- **Provided data**:

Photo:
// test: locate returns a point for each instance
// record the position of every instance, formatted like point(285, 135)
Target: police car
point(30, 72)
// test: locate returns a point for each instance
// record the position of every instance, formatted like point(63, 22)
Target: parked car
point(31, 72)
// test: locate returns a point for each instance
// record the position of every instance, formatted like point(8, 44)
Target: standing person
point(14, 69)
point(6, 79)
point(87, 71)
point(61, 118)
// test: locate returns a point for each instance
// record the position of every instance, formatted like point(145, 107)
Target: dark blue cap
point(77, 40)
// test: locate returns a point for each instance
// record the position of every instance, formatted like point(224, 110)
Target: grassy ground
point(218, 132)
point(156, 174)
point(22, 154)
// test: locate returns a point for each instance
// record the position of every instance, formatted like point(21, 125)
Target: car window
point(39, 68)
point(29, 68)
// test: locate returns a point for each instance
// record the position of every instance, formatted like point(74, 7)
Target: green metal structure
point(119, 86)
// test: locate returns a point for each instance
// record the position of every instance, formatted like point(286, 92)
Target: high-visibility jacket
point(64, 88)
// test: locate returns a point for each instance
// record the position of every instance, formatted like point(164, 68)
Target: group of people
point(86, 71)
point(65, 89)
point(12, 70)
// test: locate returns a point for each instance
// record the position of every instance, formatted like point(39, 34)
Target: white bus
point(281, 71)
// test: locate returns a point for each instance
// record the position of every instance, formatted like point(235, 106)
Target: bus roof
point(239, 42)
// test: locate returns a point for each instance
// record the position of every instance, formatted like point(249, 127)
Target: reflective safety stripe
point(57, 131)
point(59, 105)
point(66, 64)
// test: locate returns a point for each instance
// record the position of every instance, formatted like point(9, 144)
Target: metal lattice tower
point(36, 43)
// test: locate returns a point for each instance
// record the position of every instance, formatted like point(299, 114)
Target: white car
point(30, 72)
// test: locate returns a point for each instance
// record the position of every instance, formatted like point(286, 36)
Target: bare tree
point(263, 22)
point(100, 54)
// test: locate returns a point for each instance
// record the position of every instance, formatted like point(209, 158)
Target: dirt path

- **Task to carry out**: What must be returned is the line with "Target: metal lattice tower" plus every line after it to the end of the entries, exactly as they appear.

- **Final answer**:
Target: metal lattice tower
point(36, 43)
// test: locate returns a point for each instance
// record the position of every instance, formatted like point(299, 114)
Target: white car
point(30, 72)
// test: locate returns a point for each instance
// record the position of every instance, formatted like point(286, 36)
Target: bare tree
point(263, 22)
point(100, 54)
// test: locate returns a point for each instance
// record the position of every instance, formatted like point(209, 158)
Target: dirt path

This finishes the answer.